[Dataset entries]
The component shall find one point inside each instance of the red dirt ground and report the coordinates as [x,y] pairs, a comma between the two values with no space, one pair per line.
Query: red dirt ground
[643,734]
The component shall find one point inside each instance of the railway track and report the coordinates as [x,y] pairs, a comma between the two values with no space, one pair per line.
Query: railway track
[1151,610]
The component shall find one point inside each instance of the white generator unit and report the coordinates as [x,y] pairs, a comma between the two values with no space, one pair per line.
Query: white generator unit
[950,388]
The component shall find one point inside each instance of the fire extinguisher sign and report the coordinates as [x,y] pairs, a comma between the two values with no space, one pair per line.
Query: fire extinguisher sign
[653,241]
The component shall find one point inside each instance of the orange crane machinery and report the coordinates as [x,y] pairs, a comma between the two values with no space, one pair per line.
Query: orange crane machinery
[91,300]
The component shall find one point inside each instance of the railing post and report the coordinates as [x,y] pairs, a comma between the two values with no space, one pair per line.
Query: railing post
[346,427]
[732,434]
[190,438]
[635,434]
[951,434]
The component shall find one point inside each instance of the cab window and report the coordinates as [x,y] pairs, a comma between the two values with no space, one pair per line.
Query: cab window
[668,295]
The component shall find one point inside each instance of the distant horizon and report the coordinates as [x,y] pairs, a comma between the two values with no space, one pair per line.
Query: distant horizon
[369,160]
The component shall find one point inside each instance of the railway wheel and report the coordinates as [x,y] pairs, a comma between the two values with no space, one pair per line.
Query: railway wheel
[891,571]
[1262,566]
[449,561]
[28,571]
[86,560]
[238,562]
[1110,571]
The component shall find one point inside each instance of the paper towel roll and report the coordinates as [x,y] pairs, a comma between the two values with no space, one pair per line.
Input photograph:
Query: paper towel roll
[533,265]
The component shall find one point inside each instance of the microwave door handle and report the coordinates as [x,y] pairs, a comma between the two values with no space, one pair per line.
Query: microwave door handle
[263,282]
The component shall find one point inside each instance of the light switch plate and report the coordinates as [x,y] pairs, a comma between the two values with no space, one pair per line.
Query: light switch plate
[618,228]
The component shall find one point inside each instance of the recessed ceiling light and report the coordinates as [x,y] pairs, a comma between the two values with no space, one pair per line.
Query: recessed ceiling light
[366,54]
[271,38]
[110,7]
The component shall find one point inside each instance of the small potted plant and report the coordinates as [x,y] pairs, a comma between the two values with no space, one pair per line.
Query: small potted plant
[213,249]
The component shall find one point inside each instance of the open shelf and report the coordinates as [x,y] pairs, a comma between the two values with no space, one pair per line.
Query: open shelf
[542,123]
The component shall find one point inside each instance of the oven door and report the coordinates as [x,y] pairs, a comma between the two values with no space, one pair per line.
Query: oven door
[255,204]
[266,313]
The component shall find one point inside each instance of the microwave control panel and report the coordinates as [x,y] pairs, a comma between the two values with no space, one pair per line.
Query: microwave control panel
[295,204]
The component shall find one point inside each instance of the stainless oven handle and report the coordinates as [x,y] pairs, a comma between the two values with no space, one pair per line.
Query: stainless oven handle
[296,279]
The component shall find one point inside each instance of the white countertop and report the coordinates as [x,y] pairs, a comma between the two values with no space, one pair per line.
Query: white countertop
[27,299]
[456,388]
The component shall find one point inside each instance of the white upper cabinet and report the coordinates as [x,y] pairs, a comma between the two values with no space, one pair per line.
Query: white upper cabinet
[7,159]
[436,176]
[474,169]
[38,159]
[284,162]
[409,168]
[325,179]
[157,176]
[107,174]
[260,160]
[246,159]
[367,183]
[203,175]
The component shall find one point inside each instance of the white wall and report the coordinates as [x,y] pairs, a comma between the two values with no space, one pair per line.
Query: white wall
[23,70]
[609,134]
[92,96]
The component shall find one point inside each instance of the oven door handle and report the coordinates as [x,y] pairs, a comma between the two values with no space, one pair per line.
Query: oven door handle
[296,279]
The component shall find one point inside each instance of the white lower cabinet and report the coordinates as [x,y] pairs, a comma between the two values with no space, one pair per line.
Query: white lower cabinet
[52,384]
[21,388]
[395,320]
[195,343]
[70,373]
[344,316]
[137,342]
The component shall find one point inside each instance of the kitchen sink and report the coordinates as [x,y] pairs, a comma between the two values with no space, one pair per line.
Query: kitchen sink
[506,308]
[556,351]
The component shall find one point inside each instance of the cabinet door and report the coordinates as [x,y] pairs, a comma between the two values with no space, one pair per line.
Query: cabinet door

Activity: Could you output all of the records above exactly as given?

Result of this exercise:
The component shall find one point inside each instance of the red dirt ground and report the coordinates as [x,y] pairs, a comma between the two values with no space, one pair per line.
Query: red dirt ground
[643,734]
The component shall find one point inside each instance of the railway track and report the coordinates as [x,y] pairs, a comma between the two values with no space, one pair per line.
Query: railway track
[1151,610]
The component shall find one point inside each instance of the white generator unit and report the coordinates as [x,y] pairs, a comma between the two values with no space, one pair per line.
Query: white generator unit
[950,388]
The component shall find one point inside each instance of the fire extinguisher sign and report the coordinates as [x,y] pairs, a comma between the two values with no space, one pair per line.
Query: fire extinguisher sign
[653,241]
The component shall find one point inside each instance of the orange crane machinery and report the coordinates as [x,y] pairs, a comma between the two values with no space, one pair per line.
Query: orange crane machinery
[91,300]
The component shall find one point inside each instance of the railing post and report the coordinates as [x,y] pairs, a comma between the two values with no space, one pair per line.
Query: railing post
[346,427]
[732,434]
[190,438]
[635,434]
[951,434]
The component shall find one point inside each instance of the cab window and report the coordinates as [x,y] pairs, a comma between the two values with no space, one pair per line.
Query: cab window
[668,295]
The component shall find one point inside each instance of the distant horizon and report the coordinates as [x,y] pairs, a comma between the two values with no space, one pair per line.
Query: distant horizon
[369,160]
The component shall find one point inside each instance of the railway wheel and report the coordinates as [x,y] pairs, a comma between the two values with no space, one pair per line.
Query: railway wheel
[891,571]
[1262,566]
[449,561]
[28,571]
[86,560]
[238,562]
[1110,571]
The component shall find one point inside each instance of the paper towel roll and report the coordinates as [x,y] pairs, a comma between the two values with no space, one pair per line.
Input photograph:
Query: paper towel roll
[533,265]
The component shall find one point inside each instance of the microwave door handle and report the coordinates as [x,y] pairs, a comma between the two values with no space, one pair per line.
Query: microwave door handle
[263,282]
The component shall find one point inside each instance of the light switch plate and report the coordinates as [x,y] pairs, a comma between the two values with no space, one pair per line.
Query: light switch plate
[618,228]
The component shall find one point inside each instance of the recessed ceiling light and report the coordinates as [x,y] pairs, a comma between the two values with no space, one pair per line.
Query: recessed ceiling light
[366,54]
[271,38]
[110,7]
The component shall find one point inside each instance of the small potted plant and report the coordinates as [x,y] pairs, a comma between the two values with no space, one pair per line.
Query: small potted plant
[213,249]
The component shall find one point inside each instance of the open shelf and report the coordinates as [x,y] pairs, a comma between the two values with no space, one pair per line.
Query: open shelf
[542,123]
The component shall find one point inside each instance of the oven door and report the coordinates as [x,y] pairs, a comma between the two values with no space, one pair per line.
Query: oven door
[255,204]
[266,313]
The component shall find one point inside each instance of the microwave control panel and report the coordinates as [x,y] pairs, a comma between the two values with no space, one pair per line.
Query: microwave control panel
[295,204]
The component shall find one point inside each instance of the stainless oven handle and report the coordinates as [x,y] pairs, a comma between the two values with no space, one pair per line.
Query: stainless oven handle
[296,279]
The component shall find one point inside each instance of the white countertop and report the coordinates as [x,y] pairs, a comma between the two values with no space, one pair per line.
Query: white countertop
[27,299]
[456,388]
The component shall find one point inside each instance of the white upper cabinet and report the coordinates as [x,y] pairs, a comma between the two values with no space, one pair per line.
Query: white upper cabinet
[7,159]
[436,176]
[474,169]
[38,159]
[284,162]
[409,168]
[325,179]
[157,176]
[107,174]
[260,160]
[246,159]
[367,183]
[203,175]
The component shall find one point inside each instance of the white wall and report the coordinates as [x,y] pairs, a comma between the two values with no space, one pair per line.
Query: white wall
[23,70]
[609,134]
[92,96]
The component shall find one point inside each instance of the oven door handle and report the coordinates as [x,y] pairs, a comma between the two values with no space, one pair per line.
Query: oven door handle
[296,279]
The component shall find one point inside each instance of the white lower cabinet and report the coordinates as [x,y] pairs, a comma between the two values with no space, one pair per line.
Query: white lower cabinet
[52,384]
[21,388]
[395,320]
[195,343]
[70,373]
[344,316]
[137,342]
The component shall find one point inside each instance of the kitchen sink and report the coordinates as [x,y] pairs, a comma between the two values with no space, one pair per line.
Query: kitchen sink
[506,308]
[556,351]
The component shall find one point inside each instance of the cabinet door and report the coordinates as [x,y] pairs, a comma between the two values with no space, one pair per line.
Query: cabinet door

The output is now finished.